> [Job item]: Format the rows below as a numbered list, one entry per line, with blank lines dropped and the pictures left out.

Recorded data
################

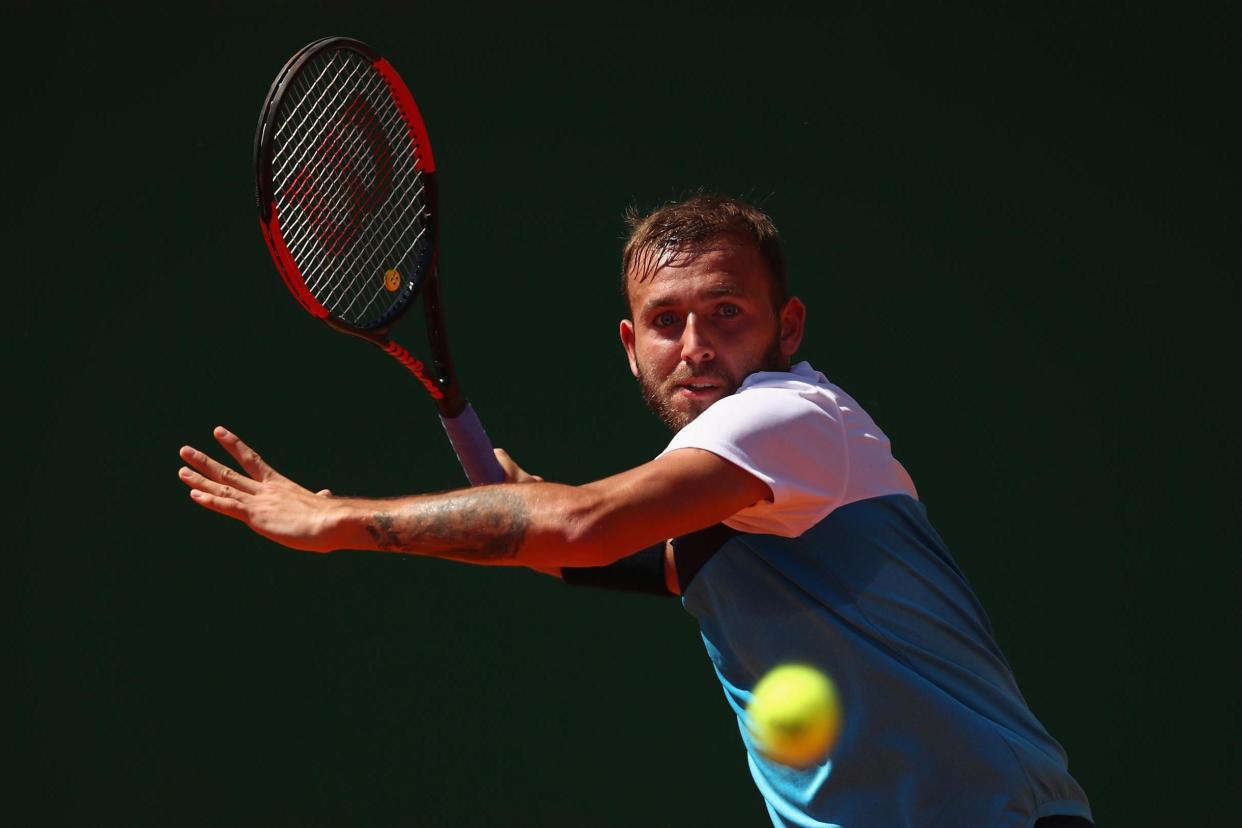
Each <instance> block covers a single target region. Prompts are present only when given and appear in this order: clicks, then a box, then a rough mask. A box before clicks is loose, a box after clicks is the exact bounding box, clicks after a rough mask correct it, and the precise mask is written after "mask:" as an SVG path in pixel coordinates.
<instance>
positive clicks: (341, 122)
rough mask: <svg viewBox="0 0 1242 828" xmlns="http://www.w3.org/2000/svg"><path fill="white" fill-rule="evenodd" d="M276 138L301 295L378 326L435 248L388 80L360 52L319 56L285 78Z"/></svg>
mask: <svg viewBox="0 0 1242 828" xmlns="http://www.w3.org/2000/svg"><path fill="white" fill-rule="evenodd" d="M273 134H274V146H273V150H274V151H273V160H272V182H273V185H274V186H273V194H274V196H276V204H277V215H278V216H279V217H281V230H282V235H283V237H284V240H286V245H287V247H288V250H289V254H291V256H292V257H293V261H294V262H296V263H297V266H298V269H299V271H301V272H302V276H303V279H304V281H306V284H307V289H308V290H309V292H311V293H312V294H313V295H314V297H315V299H317V300H319V302H320V303H322V304H323V305H324V308H327V309H328V312H329V313H332V314H333V315H334V317H337V318H338V319H342V320H344V322H347V323H349V324H351V325H356V326H359V328H364V329H366V328H374V326H378V325H380V324H383V322H384V319H385V318H386V317H388V314H389V313H390V312H391V309H392V307H394V305H395V304H396V303H397V302H399V300H401V299H404V294H405V293H406V290H404V289H400V288H404V287H405V284H407V283H409V282H410V281H411V278H414V277H416V276H417V274H419V273H421V267H420V266H421V261H420V259H422V258H424V257H425V256H426V252H427V250H428V247H430V241H431V240H430V238H428V235H427V226H428V223H427V222H428V216H430V214H428V211H427V205H426V200H425V195H426V192H425V182H424V180H422V174H421V171H420V170H419V169H417V168H419V148H417V146H414V145H412V142H411V140H410V132H409V127H407V125H406V122H405V118H404V117H402V114H401V110H400V109H399V107H397V106H396V103H395V102H394V101H392V94H391V91H390V89H389V87H388V83H386V82H385V81H384V78H383V77H381V76H380V74H379V73H378V72H376V71H375V70H374V68H373V67H371V65H370V63H369V62H368V61H366V60H365V58H364V57H363V56H360V55H358V53H356V52H353V51H347V50H342V51H335V52H329V53H325V55H322V56H319V57H317V58H314V60H312V62H311V65H309V66H308V67H306V68H304V70H303V71H302V72H299V74H298V76H297V77H294V78H293V79H292V81H291V83H289V93H288V94H287V96H286V98H284V102H282V104H281V113H278V123H277V124H276V130H274V133H273ZM390 269H396V271H397V273H400V276H401V286H400V288H399V289H397V290H391V289H389V287H386V286H385V273H388V272H389V271H390Z"/></svg>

################

> [Completed exercise]:
1. Each <instance> block covers a single target region. Prompts are present only when given and appear in this order: clicks, then a box, then a rough mask. A box before clicks is loose, a box after clicks is the exact bounding box, clicks after a rough mask correct it, and the precise mask is written after "mask:" as an SVG path in pixel coordinates.
2. <instance>
3. positive clicks: (341, 122)
4. rough mask: <svg viewBox="0 0 1242 828" xmlns="http://www.w3.org/2000/svg"><path fill="white" fill-rule="evenodd" d="M276 138L301 295L378 326L435 248L388 80L360 52L319 56L285 78Z"/></svg>
5. mask: <svg viewBox="0 0 1242 828" xmlns="http://www.w3.org/2000/svg"><path fill="white" fill-rule="evenodd" d="M273 134H274V146H273V150H274V151H273V160H272V182H273V185H274V186H273V194H274V196H276V204H277V215H278V216H279V217H281V230H282V235H283V237H284V240H286V245H287V247H288V250H289V254H291V256H292V257H293V261H294V262H296V263H297V266H298V269H299V271H301V272H302V276H303V279H304V281H306V284H307V289H308V290H309V292H311V293H312V294H313V295H314V297H315V299H317V300H319V302H320V303H322V304H323V305H324V308H327V309H328V312H329V313H332V314H333V315H334V317H337V318H338V319H342V320H344V322H347V323H349V324H351V325H356V326H359V328H364V329H366V328H374V326H378V325H380V324H383V322H384V319H385V318H386V317H388V314H389V313H390V312H391V309H392V307H394V305H395V304H396V303H397V302H399V300H401V299H404V294H405V293H406V290H404V289H400V288H404V287H405V284H407V283H409V282H410V281H411V278H414V277H416V276H417V274H419V273H421V267H420V266H421V261H420V259H422V258H424V257H425V256H426V252H427V250H428V247H430V241H431V240H430V238H428V235H427V226H428V223H427V222H428V216H430V214H428V211H427V205H426V200H425V195H426V192H425V182H424V180H422V174H421V171H420V170H419V169H417V168H419V148H417V146H414V145H412V142H411V140H410V132H409V127H407V125H406V122H405V118H404V117H402V114H401V110H400V109H399V107H397V106H396V103H395V102H394V101H392V94H391V91H390V89H389V87H388V83H386V82H385V81H384V78H383V77H381V76H380V74H379V73H378V72H376V71H375V70H374V68H373V67H371V65H370V63H369V62H368V61H366V60H365V58H364V57H363V56H360V55H358V53H356V52H353V51H347V50H342V51H335V52H329V53H325V55H322V56H319V57H317V58H314V60H312V62H311V65H309V66H308V67H306V68H304V70H303V71H302V72H299V74H298V76H297V77H294V78H293V79H292V81H291V83H289V93H288V94H287V96H286V98H284V102H282V104H281V113H278V123H277V124H276V130H274V133H273ZM390 269H396V271H397V273H400V276H401V286H400V288H399V289H397V290H391V289H389V287H386V286H385V273H388V272H389V271H390Z"/></svg>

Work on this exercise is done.